Entries from a dataset
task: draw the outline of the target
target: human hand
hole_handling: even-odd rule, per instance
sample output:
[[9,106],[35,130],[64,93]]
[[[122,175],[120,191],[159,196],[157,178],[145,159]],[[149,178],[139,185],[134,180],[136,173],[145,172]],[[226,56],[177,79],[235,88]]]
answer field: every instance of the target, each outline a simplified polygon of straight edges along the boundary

Task details: Could you change every "target" in these entries to "object", keeping everything else the same?

Solution to the problem:
task: draw the outline of the object
object: human hand
hole_handling: even-odd rule, per instance
sample output:
[[9,106],[35,130],[64,93]]
[[[122,175],[120,191],[159,196],[157,178],[145,159]],[[149,178],[139,185],[134,180],[136,173],[145,172]],[[226,56],[177,79],[235,88]]]
answer field: every instance of the object, each outline a simplified polygon of straight edges along the boundary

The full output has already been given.